» Direction
Print the records again, character for character.

##### Provided information #####

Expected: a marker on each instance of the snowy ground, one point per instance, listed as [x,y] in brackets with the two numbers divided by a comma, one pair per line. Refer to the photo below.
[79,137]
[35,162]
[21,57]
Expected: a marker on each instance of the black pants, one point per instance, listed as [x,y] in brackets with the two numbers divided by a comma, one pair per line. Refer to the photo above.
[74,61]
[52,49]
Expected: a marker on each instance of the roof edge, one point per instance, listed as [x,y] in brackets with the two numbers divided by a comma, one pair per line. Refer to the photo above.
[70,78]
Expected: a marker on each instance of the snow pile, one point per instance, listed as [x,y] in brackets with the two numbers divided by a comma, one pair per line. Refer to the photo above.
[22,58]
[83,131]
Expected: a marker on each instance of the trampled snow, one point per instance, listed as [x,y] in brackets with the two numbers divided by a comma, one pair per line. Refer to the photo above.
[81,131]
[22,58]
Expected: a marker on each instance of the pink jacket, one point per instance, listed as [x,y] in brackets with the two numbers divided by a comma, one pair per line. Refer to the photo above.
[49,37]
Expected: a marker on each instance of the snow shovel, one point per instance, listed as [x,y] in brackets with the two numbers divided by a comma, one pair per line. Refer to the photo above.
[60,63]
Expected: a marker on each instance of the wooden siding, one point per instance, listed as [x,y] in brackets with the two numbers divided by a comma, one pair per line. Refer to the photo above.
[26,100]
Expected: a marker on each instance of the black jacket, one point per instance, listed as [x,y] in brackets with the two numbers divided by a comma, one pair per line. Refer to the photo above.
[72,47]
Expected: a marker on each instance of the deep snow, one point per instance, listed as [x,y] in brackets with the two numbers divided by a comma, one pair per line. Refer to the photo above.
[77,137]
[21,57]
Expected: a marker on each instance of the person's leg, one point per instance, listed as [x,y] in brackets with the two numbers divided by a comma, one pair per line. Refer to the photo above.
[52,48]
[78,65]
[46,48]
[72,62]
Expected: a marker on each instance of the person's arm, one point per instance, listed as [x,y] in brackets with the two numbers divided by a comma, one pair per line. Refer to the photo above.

#####

» Exercise response
Expected: a marker on each instance of the snowy ground, one point per instance, listed as [x,y] in brackets with the two numbers divided by a comma, one pair per line. Refer to the photo below.
[79,137]
[35,162]
[21,57]
Expected: a marker on each instance of the black pants, one point per instance, listed as [x,y] in brackets with the two numbers divided by a comma, one pair per line. Refer to the photo above.
[74,61]
[52,49]
Expected: a marker on each instance of the roof edge, one point per instance, listed as [x,y] in brackets with the two numbers divided by a comma, one pair per line. Refer to the photo above.
[70,78]
Expected: a marker on each instance of the snow pile, one point per instance, listed as [x,y] in brackets with the two numbers divided by a comma, one pair per line. Refer to the photo above.
[22,58]
[83,131]
Expected: a marker on each instance of the trampled snow, one point per instance, listed as [x,y] in brackets with the two numbers divided by a comma, one pair per line. Refer to the photo above.
[81,131]
[22,58]
Expected: a marker on each instance of the pink jacket, one point per instance, listed as [x,y] in brackets with the two numbers divided by a comma, one pair per line. Refer to the photo above.
[49,37]
Expected: a marker on each instance of the snow shovel, one point per instance, listed as [x,y] in brackets with the two numbers divided by a comma, one pair per line. Refer to the photo above.
[60,63]
Expected: a marker on each instance of the wooden siding, one point per instance, listed as [x,y] in brackets with the two numbers divided by a comma, one pair per line. Refer to the photo above.
[26,100]
Expected: a marker on each instance of the black jacket, one point per instance, listed as [x,y] in brackets with the two numbers divided by a comma, one pair per line. Refer to the photo above.
[72,47]
Expected: a marker on each instance of the deep snow, one point per instance, listed as [x,y] in brackets with the two numbers divided by a comma, one pair per line. Refer to the photo above.
[77,137]
[21,57]
Expected: a marker on each instance of the person's leg, one point per instance, listed as [x,y] in brackets with the two numbers divided by a comma, one pair per line. Refer to the photo above.
[52,48]
[78,65]
[46,48]
[72,62]
Expected: a marker on each instance of the person's arm, one point per instance, listed as [x,y] in brackets with the two numbers divided by a comma, one pair per line. Refer to the photo above.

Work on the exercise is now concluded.